Output all of the entries exactly as written.

○ ○ ○ ○ ○

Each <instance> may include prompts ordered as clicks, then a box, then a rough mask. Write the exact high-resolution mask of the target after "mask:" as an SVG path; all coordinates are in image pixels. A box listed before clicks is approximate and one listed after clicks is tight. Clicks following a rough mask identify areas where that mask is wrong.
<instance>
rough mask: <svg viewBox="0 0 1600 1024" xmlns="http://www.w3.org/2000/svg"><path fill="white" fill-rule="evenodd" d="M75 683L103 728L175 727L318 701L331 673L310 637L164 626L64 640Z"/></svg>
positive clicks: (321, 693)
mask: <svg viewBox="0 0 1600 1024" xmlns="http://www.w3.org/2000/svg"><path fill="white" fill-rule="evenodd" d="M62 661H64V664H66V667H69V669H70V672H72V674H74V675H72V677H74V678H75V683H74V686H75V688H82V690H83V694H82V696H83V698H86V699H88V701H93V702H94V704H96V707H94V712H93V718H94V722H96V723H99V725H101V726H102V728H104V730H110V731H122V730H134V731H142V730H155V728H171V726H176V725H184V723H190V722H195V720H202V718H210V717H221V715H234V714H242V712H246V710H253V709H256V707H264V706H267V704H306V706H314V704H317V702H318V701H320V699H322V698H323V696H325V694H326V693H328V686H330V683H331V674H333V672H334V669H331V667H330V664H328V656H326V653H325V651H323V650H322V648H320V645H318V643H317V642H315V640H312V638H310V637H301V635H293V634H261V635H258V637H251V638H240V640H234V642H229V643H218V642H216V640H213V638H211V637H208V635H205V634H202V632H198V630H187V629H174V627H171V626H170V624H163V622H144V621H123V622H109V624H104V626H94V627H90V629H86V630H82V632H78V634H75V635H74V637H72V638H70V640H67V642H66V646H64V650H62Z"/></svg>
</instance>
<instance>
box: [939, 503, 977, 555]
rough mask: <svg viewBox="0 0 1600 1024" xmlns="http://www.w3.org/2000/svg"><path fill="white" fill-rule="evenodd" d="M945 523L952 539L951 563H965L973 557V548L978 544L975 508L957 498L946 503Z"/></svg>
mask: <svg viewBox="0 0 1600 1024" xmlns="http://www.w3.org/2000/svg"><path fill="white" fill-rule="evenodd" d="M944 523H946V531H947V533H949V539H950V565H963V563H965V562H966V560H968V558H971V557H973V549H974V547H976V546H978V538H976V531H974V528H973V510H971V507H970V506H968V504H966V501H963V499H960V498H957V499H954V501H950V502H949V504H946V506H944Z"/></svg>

○ ○ ○ ○ ○

Written solution:
Each <instance> may include prompts ordered as clicks, then a box, then a rough mask. Write the exact high-resolution mask of the target after "mask:" as an SVG path; all coordinates are in image pixels. A box listed before clicks is approximate and one listed after clicks is tight. Clicks following a rough mask identify areas where that mask is wrong.
<instance>
rough mask: <svg viewBox="0 0 1600 1024" xmlns="http://www.w3.org/2000/svg"><path fill="white" fill-rule="evenodd" d="M75 683L103 728L175 727L318 701L331 673L310 637L164 626L64 640Z"/></svg>
positive clicks: (321, 693)
mask: <svg viewBox="0 0 1600 1024" xmlns="http://www.w3.org/2000/svg"><path fill="white" fill-rule="evenodd" d="M62 661H64V664H66V667H69V669H70V672H72V674H74V675H72V677H74V678H75V683H74V686H75V688H82V690H83V694H82V696H83V698H86V699H88V701H93V702H94V704H96V707H94V712H93V718H94V722H96V723H99V725H101V726H102V728H104V730H110V731H122V730H134V731H142V730H155V728H171V726H176V725H184V723H190V722H195V720H202V718H210V717H221V715H234V714H242V712H246V710H253V709H256V707H264V706H267V704H306V706H314V704H317V702H318V701H320V699H322V698H323V696H325V694H326V693H328V686H330V683H331V674H333V672H334V669H331V667H330V664H328V656H326V653H325V651H323V650H322V648H320V645H318V643H317V642H315V640H312V638H310V637H301V635H293V634H261V635H258V637H251V638H240V640H234V642H229V643H218V642H216V640H213V638H211V637H208V635H205V634H202V632H198V630H187V629H174V627H171V626H170V624H163V622H144V621H123V622H109V624H104V626H94V627H90V629H86V630H82V632H78V634H75V635H74V637H72V638H70V640H67V642H66V646H64V650H62Z"/></svg>
</instance>
<instance>
box: [939, 503, 977, 555]
rough mask: <svg viewBox="0 0 1600 1024" xmlns="http://www.w3.org/2000/svg"><path fill="white" fill-rule="evenodd" d="M945 523L952 539L951 563H965L973 557V548L978 544L975 508L957 498L946 503Z"/></svg>
mask: <svg viewBox="0 0 1600 1024" xmlns="http://www.w3.org/2000/svg"><path fill="white" fill-rule="evenodd" d="M944 523H946V531H947V533H949V539H950V565H963V563H965V562H966V560H968V558H971V557H973V549H974V547H976V546H978V538H976V531H974V528H973V510H971V507H970V506H968V504H966V501H963V499H960V498H957V499H954V501H950V502H949V504H946V506H944Z"/></svg>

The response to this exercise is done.